▶ Exercise task
In the forum thread about tear-out on a round-over edge, which router and base did the first poster use?

▶ Page text
━━━━
# Chipping/Tear out/Pitting? on round over on an edge



## bbmonster (Jan 5, 2010)

Anyone have tips to prevent chipping/tear out/pitting/whatever its called when rounding over perpendicular to the grain? First time for me using actual wood, been working with just MDF for small projects before. The wood is pine and I'm using a ryobi 1/2" round over bit and a Hitachi M12VC router in the fixed base. Here's a picture of edge with the pitting (hopefully it shows). 










Any help will be greatly appreciated. Thanks.
-Bernard


----------



## allthunbs (Jun 22, 2008)

bbmonster said:


> Anyone have tips to prevent chipping/tear out/pitting/whatever its called when rounding over perpendicular to the grain? First time for me using actual wood, been working with just MDF for small projects before. The wood is pine and I'm using a ryobi 1/2" round over bit and a Hitachi M12VC router in the fixed base. Here's a picture of edge with the pitting (hopefully it shows).
> 
> 
> 
> ...


We've got a whole bunch of names but tear-out is appropriate.

Use a sharp bit. Don't be so aggressive with your cuts. Take smaller "bites." Starting from the right make shallow divots every few inches to the left then, route from left to right. use a straight edge guide rather than a bearing. Don't cut to final dimensions, sneak up on it. Come close and finish with sand paper. Even scrapers can't help when end grain is going all over the place. BTW, keeping different size bearings in your bit kit will help "adjust" the depth of cut to allow for stuff like this.
━━━━
▶ Data entries
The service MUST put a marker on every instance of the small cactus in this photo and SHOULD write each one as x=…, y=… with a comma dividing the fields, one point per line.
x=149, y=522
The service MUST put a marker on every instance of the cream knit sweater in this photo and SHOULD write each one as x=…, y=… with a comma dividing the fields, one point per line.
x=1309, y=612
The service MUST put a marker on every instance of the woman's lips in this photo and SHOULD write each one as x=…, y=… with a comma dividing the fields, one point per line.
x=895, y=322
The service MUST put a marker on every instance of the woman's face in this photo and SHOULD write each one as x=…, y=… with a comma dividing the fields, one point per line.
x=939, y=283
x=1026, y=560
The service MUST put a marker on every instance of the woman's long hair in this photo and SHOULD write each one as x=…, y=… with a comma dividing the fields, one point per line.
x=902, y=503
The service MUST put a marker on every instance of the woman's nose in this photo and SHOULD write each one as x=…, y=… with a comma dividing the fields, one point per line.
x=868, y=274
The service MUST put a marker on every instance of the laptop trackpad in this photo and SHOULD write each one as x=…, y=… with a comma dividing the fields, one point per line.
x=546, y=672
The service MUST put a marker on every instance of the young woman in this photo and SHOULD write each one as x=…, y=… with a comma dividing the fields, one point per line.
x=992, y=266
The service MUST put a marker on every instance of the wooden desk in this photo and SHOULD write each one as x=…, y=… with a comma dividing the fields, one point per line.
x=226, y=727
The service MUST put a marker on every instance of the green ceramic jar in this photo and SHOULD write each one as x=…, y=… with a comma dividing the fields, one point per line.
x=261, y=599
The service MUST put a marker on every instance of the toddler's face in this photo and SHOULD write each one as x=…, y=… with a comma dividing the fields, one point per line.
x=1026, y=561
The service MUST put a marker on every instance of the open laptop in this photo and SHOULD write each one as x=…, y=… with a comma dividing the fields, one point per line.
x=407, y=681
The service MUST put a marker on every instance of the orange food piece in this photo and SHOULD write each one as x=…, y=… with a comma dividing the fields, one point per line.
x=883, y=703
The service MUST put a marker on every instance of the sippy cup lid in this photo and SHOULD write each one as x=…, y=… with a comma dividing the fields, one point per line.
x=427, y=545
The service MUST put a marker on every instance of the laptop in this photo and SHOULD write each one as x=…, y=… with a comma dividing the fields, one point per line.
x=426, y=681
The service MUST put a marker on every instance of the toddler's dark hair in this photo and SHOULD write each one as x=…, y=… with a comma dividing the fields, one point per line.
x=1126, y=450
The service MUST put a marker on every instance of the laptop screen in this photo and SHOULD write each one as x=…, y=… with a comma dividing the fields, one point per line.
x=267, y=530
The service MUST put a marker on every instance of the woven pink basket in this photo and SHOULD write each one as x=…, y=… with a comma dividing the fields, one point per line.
━━━━
▶ Task solution
A Hitachi M12VC router in the fixed base.